Gegeven tekst ->
************

Tournaye: ‘De wet zegt maximaal tien jaar. Maar om medische redenen mag je dat verlengen. De terugbetaling door het ziekenfonds is ook afgestemd op die tien jaar.’
De Vos: ‘Die eicellen zijn medisch gezien ook na tien jaar nog bruikbaar.’
Tournaye: ‘Datzelfde geldt voor zaadcellen.’
Zwanger na kanker: kan het nog op natuurlijke wijze?
De Vos: ‘Zeker. Mensen met weinig eicellen hebben toch kans dat er een eicel ovuleert en dat ze zo zwanger worden. Die kans is weliswaar kleiner.’
‘Door in het bloed de hormonen te onderzoeken, kunnen we meten hoe groot de kans is dat je spontaan zwanger kunt worden zonder hulp. Als we zien dat je kans hebt om spontaan zwanger te worden, kunnen we je kinderwens ondersteunen. Je ovulaties opvolgen door bloed af te nemen om je hormonen te bepalen, af en toe een echografie om naar de eierstokken te kijken. Dan kun je bijvoorbeeld bepalen wanneer je seks moet hebben om te proberen een eisprong te benutten.’
Hoelang moet je wachten na een behandeling om te proberen zwanger te worden?
De Vos: ‘De oncoloog geeft mee hoelang je moet wachten. Daarbij houdt die rekening met het risico dat je hervalt in kanker. Je wil toch echt vermijden dat je zwanger bent op het moment dat er een herval optreedt. Een zwangerschap bij kanker is echt een heel moeilijke situatie, met een verhoogd risico voor de zwangerschap.’
‘Geeft de oncoloog groen licht? Dan probeer je best eerst om op een natuurlijke manier zwanger te worden. Je hoeft dus niet onmiddellijk naar een fertiliteitscentrum te gaan als je zwanger wilt worden na een kankerbehandeling. Lukt het na 6 maanden niet op een natuurlijke manier, dan stap je naar zo’n centrum.’
Houden artsen genoeg rekening met fertiliteit tijdens een kankerbehandeling?

************

Uit te voeren taken ->
(a) Na hoeveel maanden zonder natuurlijke zwangerschap ga je volgens de tekst over zwanger worden na kanker naar een fertiliteitscentrum?
(b) Neem uit de tekst over zwanger worden na kanker het stuk over van "De Vos: ‘De" tot en met "tijdens een kankerbehandeling?".
(c) Schrijf de tekst over zwanger worden na kanker verder na de laatste zin.
De records hebben niets met de tekst te maken.

Verzamelde records ->
************

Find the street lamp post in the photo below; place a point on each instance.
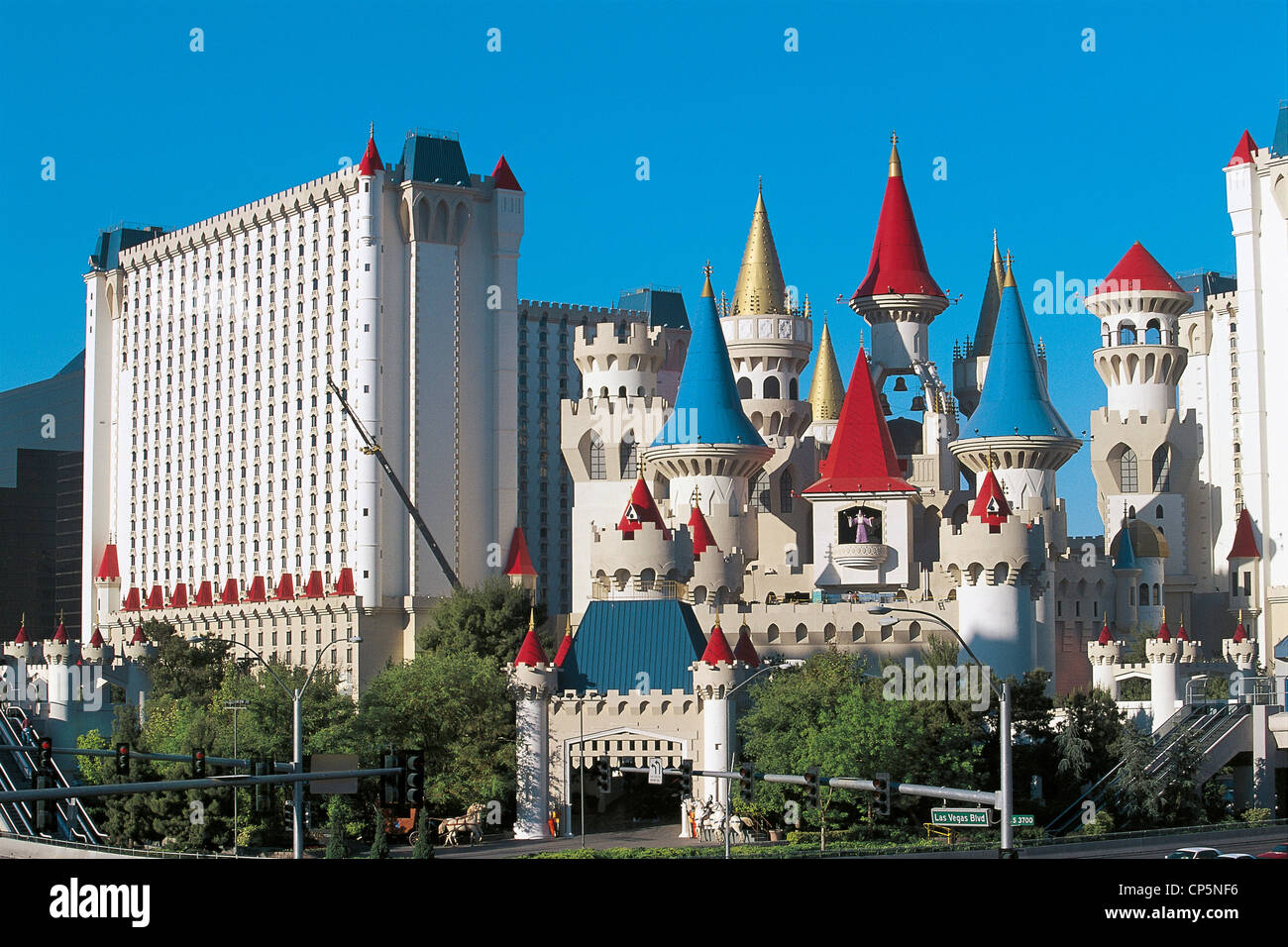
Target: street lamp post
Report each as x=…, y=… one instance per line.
x=297, y=732
x=1004, y=737
x=235, y=706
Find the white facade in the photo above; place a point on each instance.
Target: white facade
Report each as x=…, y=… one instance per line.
x=215, y=447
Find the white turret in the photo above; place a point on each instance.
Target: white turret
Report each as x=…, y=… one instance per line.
x=713, y=677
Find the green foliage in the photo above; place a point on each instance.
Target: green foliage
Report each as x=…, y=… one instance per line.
x=452, y=703
x=424, y=847
x=338, y=843
x=488, y=620
x=380, y=843
x=828, y=714
x=94, y=770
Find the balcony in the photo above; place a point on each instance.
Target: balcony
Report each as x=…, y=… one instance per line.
x=863, y=556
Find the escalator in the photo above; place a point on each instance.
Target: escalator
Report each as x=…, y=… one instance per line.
x=17, y=772
x=1205, y=724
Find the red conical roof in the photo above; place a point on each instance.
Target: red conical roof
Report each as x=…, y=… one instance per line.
x=717, y=648
x=991, y=504
x=257, y=590
x=1137, y=272
x=230, y=596
x=519, y=564
x=314, y=587
x=531, y=651
x=1244, y=541
x=745, y=651
x=700, y=532
x=862, y=458
x=502, y=176
x=898, y=262
x=107, y=567
x=1243, y=151
x=372, y=161
x=640, y=510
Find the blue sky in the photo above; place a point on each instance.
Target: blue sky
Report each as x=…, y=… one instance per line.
x=1070, y=155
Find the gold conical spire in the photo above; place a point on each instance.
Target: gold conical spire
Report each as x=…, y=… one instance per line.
x=760, y=286
x=825, y=392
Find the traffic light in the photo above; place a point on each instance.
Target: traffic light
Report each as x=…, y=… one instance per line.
x=883, y=784
x=811, y=788
x=263, y=791
x=603, y=776
x=415, y=779
x=390, y=784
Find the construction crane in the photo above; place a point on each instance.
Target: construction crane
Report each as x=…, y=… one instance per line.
x=373, y=449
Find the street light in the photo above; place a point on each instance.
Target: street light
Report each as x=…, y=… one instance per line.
x=1004, y=737
x=297, y=731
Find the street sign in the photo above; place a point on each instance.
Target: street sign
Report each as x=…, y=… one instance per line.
x=958, y=818
x=655, y=771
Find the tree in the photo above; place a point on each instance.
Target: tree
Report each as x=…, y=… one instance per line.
x=490, y=620
x=380, y=841
x=424, y=847
x=338, y=843
x=452, y=703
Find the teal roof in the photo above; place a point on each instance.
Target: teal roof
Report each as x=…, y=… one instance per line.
x=1126, y=553
x=1016, y=398
x=618, y=641
x=707, y=408
x=110, y=244
x=433, y=158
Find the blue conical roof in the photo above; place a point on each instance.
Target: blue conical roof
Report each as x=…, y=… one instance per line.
x=1126, y=554
x=1016, y=398
x=707, y=408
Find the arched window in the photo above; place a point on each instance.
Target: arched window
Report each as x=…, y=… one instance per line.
x=629, y=455
x=1163, y=470
x=1127, y=474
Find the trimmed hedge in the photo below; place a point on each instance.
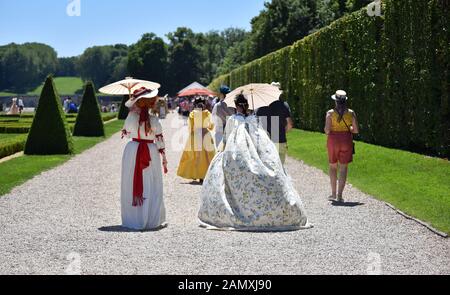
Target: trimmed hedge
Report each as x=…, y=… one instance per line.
x=89, y=120
x=15, y=128
x=395, y=69
x=50, y=133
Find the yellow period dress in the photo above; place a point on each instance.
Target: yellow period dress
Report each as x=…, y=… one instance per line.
x=199, y=150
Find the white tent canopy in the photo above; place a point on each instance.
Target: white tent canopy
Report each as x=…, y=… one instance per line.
x=194, y=85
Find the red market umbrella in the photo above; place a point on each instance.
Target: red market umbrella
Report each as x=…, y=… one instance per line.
x=196, y=92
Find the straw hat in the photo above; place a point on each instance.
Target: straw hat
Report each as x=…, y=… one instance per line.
x=340, y=95
x=276, y=84
x=141, y=93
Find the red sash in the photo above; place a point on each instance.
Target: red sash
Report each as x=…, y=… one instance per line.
x=143, y=160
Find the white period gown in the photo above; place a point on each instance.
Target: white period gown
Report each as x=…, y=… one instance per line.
x=152, y=214
x=246, y=187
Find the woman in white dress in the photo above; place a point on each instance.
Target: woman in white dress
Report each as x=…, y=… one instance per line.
x=246, y=187
x=142, y=174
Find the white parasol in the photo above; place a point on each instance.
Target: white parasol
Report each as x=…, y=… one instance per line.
x=258, y=95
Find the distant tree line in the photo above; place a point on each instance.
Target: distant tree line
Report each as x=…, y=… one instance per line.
x=186, y=57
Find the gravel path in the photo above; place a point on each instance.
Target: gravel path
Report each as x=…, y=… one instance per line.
x=67, y=221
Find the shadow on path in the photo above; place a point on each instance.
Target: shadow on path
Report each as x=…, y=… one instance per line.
x=121, y=229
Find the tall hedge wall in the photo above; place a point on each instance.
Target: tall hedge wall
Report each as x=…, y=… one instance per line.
x=395, y=69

************

Antwoorden op volgorde ->
(a) Na 6 maanden.

(b)
De Vos: ‘De oncoloog geeft mee hoelang je moet wachten. Daarbij houdt die rekening met het risico dat je hervalt in kanker. Je wil toch echt vermijden dat je zwanger bent op het moment dat er een herval optreedt. Een zwangerschap bij kanker is echt een heel moeilijke situatie, met een verhoogd risico voor de zwangerschap.’
‘Geeft de oncoloog groen licht? Dan probeer je best eerst om op een natuurlijke manier zwanger te worden. Je hoeft dus niet onmiddellijk naar een fertiliteitscentrum te gaan als je zwanger wilt worden na een kankerbehandeling. Lukt het na 6 maanden niet op een natuurlijke manier, dan stap je naar zo’n centrum.’
Houden artsen genoeg rekening met fertiliteit tijdens een kankerbehandeling?

(c)
De Vos: ‘Dat verbetert tegenover vroeger. Nu weten kankerspecialisten welke opties er zijn en wijzen ze mensen door. Twintig, dertig jaar gelden waren er nauwelijks mogelijkheden om de vruchtbaarheid te beschermen bij een kankerbehandeling. Logisch dus dat ze toen mensen niet doorstuurden, je kon niets bieden.’
‘Nu zijn die mogelijkheden er wel ook al bieden ze geen garantie. Ze bieden wel psychologische steun. Je krijgt te horen dat je specialist begaan is met je vruchtbaarheid. Ze hebben positieve vooruitzichten voor de toekomst. Ze verwachten dat ik ga overleven.’

Professor dr. Michel De Vos
Professor De Vos werkt sinds 2006 als gynaecoloog en is afdelingshoofd in Brussels IVF, het fertiliteitscentrum van het UZ Brussel. Hij is docent reproductieve geneeskunde aan de Vrije Universiteit Brussel (VUB). Professor De Vos stelt bijzondere belangstelling in reproductieve endocrinologie, in vitro maturatie (IVM), oncofertiliteit en vrouwelijke vruchtbaarheidspreservatie.

Professor dr. Herman Tournaye
Professor Tournaye werkt sinds 1991 als gynaecoloog en fertiliteitsexpert bij Brussels IVF. Sinds 2011 is professor Tournaye het diensthoofd van het fertiliteitscentrum in het UZ Brussel. Hij is eveneens hoogleraar aan de VUB. Hij heeft een bijzondere belangstelling voor andrologie, oncofertiliteit en mannelijke vruchtbaarheidspreservatie.